• _Task_
Pick out all lines in the material below that contain the string "every" and copy them. Case counts.

• _Data_
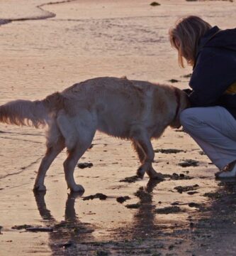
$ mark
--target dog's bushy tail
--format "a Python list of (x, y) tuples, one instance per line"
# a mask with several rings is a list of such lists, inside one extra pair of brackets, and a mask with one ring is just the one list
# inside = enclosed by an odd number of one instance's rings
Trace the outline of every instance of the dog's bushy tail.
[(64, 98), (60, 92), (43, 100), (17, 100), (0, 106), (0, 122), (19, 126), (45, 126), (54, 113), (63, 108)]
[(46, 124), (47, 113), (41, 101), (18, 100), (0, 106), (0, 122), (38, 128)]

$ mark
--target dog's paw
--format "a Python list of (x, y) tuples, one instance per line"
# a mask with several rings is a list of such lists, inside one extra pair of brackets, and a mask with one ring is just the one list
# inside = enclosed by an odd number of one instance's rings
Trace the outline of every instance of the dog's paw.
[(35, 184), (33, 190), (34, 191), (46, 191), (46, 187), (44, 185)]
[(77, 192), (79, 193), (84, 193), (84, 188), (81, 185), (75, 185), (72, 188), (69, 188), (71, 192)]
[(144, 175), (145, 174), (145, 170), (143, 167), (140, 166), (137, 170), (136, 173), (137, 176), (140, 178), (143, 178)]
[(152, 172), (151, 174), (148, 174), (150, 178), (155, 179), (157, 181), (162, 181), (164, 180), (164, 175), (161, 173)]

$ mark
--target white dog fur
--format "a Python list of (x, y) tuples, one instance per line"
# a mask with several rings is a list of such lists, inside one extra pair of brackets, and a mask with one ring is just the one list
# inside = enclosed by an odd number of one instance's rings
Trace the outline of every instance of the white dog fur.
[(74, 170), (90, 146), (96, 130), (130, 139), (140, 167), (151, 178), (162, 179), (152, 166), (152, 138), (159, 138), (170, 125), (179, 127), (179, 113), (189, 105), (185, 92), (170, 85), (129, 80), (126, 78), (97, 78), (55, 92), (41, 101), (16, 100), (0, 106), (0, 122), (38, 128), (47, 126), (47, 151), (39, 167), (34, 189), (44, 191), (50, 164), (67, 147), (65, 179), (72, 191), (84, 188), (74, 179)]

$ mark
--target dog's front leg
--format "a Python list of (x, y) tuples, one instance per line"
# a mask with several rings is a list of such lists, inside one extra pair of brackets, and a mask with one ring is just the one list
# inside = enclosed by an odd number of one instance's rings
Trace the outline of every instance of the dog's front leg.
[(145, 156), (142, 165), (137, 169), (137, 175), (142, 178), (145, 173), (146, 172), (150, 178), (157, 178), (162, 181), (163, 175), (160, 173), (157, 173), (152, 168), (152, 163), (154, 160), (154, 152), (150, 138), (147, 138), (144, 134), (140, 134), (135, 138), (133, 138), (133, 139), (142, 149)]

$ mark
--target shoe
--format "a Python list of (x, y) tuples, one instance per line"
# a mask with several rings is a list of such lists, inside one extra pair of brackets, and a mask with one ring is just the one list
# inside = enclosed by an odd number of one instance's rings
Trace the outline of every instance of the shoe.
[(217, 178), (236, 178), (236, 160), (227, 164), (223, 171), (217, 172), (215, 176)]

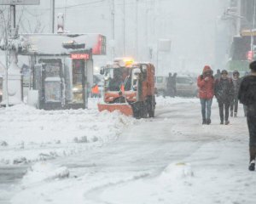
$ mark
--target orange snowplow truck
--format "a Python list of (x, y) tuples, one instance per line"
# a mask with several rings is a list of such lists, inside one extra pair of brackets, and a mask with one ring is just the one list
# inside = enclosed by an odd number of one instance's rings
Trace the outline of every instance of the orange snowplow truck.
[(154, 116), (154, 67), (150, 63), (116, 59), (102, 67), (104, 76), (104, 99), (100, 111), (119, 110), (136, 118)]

...

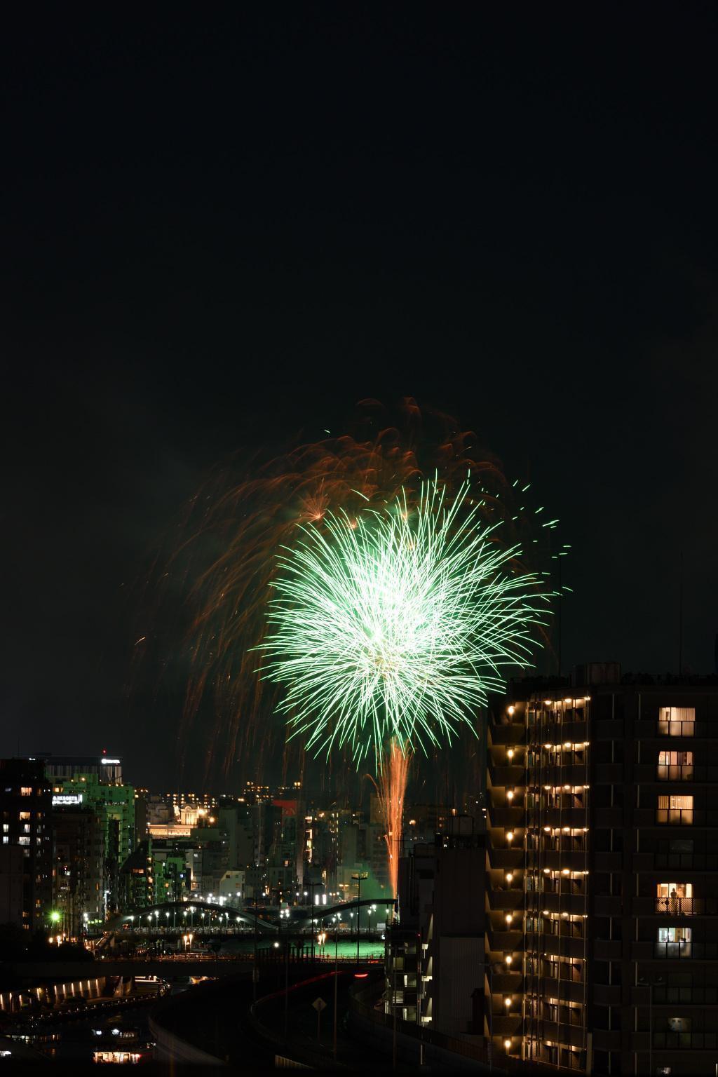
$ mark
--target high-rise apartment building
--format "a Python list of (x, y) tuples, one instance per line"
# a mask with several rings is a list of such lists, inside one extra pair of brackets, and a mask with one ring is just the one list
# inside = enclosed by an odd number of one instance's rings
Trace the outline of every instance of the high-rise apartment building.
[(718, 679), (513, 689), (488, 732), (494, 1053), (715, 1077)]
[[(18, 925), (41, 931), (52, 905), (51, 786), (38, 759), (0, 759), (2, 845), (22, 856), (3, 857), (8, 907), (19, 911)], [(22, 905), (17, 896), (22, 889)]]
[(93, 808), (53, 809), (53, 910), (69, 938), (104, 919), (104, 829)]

• _Finished exercise_
Trace the outline of every instance of the dog's bushy tail.
Trace the outline of every instance of the dog's paw.
Trace the outline of every instance of the white dog fur.
Trace the outline of every instance of the dog's front leg.
Trace the outline of every instance of the shoe.
Trace the outline of every instance of the orange snowplow truck.
Trace the outline of every instance of the high-rise apartment building.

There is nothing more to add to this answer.